─── Source text ───

We involve artists, designers, architects to build beautiful spaces and to rebuild the dignity of the people. It’s not about serving just some hot food – that’s fine and beautiful. But this is a different project. I am doing different things, with a different perspective. For me, inside a beautiful space I can rebuild something. Dignity of people, or give pride to the food that has been considered waste for 99.99% of people. Through my knowledge, and through our knowledge, because it’s a project that involves all of the best chefs in the world.
I can see the reaction of people around the world which is so interesting. Numbers are numbers. 160 million people are starving. 1.4 billion are overweight and 1.3 billion tonnes of food is wasted every year. 33% of food production is wasted. It’s 50% in Brazil. Every single day in Rio de Janeiro 10 food trucks full of food are burnt. Vegetables and fruit. Why? Because…I don’t know. There is no explanation. It’s not about producing more, it’s about wasting less.
LUX: Is the Soup Kitchen business sustainable? Do you need support? How does that work?
Massimo Bottura: We need local partners like we had in Rio, Gastromotiva; in Milan Caritas. We need a local partner that takes care of everyday life, so that every single one is sustainable. In Rio de Janeiro they are selling the space for companies to hold meetings. They donate money to sustain the dinners. Caritas too is doing that.

───

[Task details] Quote the interview excerpt above on food waste and soup kitchens in full, word for word.

─── Data entries ───

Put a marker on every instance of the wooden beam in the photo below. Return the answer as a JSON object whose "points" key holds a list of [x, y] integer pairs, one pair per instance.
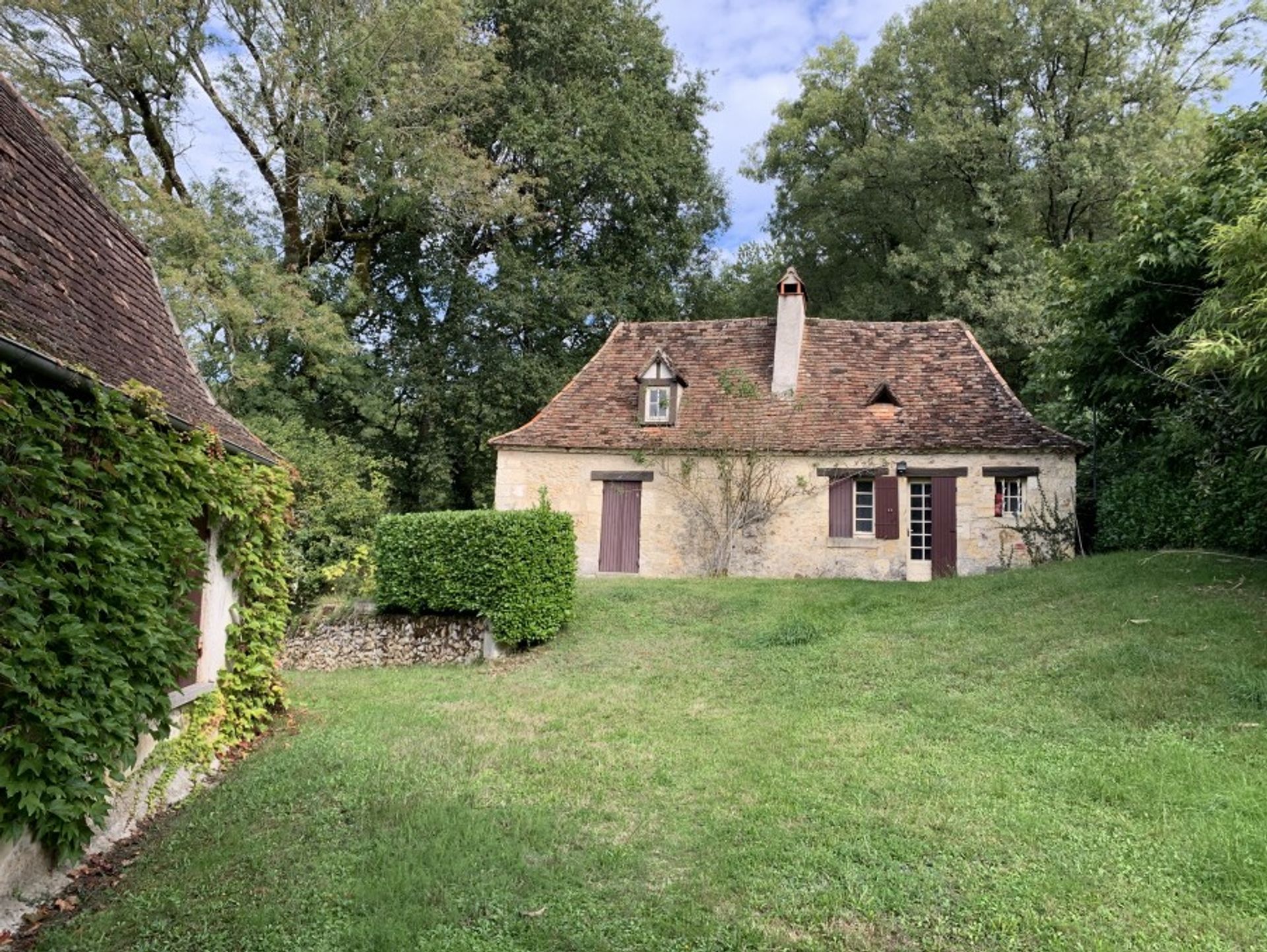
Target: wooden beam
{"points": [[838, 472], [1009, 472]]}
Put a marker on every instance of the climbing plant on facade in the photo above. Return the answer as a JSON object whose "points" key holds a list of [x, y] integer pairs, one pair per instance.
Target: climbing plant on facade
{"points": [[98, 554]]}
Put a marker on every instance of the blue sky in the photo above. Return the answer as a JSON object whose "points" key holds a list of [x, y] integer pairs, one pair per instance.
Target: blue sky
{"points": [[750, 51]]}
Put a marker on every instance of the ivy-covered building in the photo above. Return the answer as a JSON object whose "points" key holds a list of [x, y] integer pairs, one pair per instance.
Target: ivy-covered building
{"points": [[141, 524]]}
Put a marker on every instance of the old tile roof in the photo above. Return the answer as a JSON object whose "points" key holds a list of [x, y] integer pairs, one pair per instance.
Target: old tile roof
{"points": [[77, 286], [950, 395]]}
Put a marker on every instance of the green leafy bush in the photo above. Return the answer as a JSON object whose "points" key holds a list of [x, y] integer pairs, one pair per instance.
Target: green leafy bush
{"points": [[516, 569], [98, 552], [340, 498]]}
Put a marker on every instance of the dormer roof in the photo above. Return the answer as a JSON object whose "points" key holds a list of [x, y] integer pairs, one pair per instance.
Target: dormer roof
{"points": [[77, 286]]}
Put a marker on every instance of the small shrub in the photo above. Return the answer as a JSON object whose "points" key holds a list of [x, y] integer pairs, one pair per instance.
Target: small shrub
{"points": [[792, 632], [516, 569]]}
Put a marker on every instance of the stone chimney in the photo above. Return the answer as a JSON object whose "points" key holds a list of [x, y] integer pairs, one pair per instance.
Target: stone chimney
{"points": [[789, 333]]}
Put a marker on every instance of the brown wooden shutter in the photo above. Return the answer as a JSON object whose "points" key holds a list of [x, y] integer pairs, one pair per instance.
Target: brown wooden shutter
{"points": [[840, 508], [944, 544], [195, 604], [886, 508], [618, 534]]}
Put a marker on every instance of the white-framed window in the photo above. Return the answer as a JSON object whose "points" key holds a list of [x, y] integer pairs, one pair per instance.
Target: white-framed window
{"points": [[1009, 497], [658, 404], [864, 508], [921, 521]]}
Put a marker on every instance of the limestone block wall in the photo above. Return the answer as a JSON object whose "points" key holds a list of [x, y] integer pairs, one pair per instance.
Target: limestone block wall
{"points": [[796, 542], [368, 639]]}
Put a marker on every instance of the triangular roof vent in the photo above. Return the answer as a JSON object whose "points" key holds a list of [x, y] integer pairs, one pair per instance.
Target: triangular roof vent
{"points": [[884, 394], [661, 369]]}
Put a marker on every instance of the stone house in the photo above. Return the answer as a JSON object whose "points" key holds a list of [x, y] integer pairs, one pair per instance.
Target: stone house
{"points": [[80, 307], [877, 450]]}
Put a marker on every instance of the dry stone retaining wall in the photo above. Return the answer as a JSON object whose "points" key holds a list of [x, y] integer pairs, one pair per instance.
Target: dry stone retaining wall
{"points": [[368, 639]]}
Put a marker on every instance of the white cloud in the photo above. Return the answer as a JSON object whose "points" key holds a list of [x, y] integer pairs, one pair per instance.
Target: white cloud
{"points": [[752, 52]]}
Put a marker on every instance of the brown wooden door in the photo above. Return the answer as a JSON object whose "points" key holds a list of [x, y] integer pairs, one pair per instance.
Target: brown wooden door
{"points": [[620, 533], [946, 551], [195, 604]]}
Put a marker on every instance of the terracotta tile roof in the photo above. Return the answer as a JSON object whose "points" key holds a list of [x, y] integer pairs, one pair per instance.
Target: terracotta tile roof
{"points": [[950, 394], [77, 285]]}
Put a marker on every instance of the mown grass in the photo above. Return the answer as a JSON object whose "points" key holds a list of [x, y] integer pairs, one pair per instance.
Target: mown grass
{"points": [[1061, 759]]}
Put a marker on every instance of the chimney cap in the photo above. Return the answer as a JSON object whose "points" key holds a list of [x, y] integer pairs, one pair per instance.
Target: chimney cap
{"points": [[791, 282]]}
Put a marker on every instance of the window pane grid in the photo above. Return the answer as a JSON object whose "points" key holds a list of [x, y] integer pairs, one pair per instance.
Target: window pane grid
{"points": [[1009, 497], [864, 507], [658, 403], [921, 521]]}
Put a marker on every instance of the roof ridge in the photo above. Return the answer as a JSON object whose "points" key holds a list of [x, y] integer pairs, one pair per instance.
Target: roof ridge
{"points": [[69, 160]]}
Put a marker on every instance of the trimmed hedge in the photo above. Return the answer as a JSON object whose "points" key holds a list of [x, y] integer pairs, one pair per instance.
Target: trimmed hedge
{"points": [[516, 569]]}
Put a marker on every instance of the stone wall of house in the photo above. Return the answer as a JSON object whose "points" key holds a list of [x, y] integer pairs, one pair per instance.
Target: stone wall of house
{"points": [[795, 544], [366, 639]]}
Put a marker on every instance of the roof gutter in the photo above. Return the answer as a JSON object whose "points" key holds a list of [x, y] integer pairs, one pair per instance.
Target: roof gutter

───

[Response for this exercise]
We involve artists, designers, architects to build beautiful spaces and to rebuild the dignity of the people. It’s not about serving just some hot food – that’s fine and beautiful. But this is a different project. I am doing different things, with a different perspective. For me, inside a beautiful space I can rebuild something. Dignity of people, or give pride to the food that has been considered waste for 99.99% of people. Through my knowledge, and through our knowledge, because it’s a project that involves all of the best chefs in the world.
I can see the reaction of people around the world which is so interesting. Numbers are numbers. 160 million people are starving. 1.4 billion are overweight and 1.3 billion tonnes of food is wasted every year. 33% of food production is wasted. It’s 50% in Brazil. Every single day in Rio de Janeiro 10 food trucks full of food are burnt. Vegetables and fruit. Why? Because…I don’t know. There is no explanation. It’s not about producing more, it’s about wasting less.
LUX: Is the Soup Kitchen business sustainable? Do you need support? How does that work?
Massimo Bottura: We need local partners like we had in Rio, Gastromotiva; in Milan Caritas. We need a local partner that takes care of everyday life, so that every single one is sustainable. In Rio de Janeiro they are selling the space for companies to hold meetings. They donate money to sustain the dinners. Caritas too is doing that.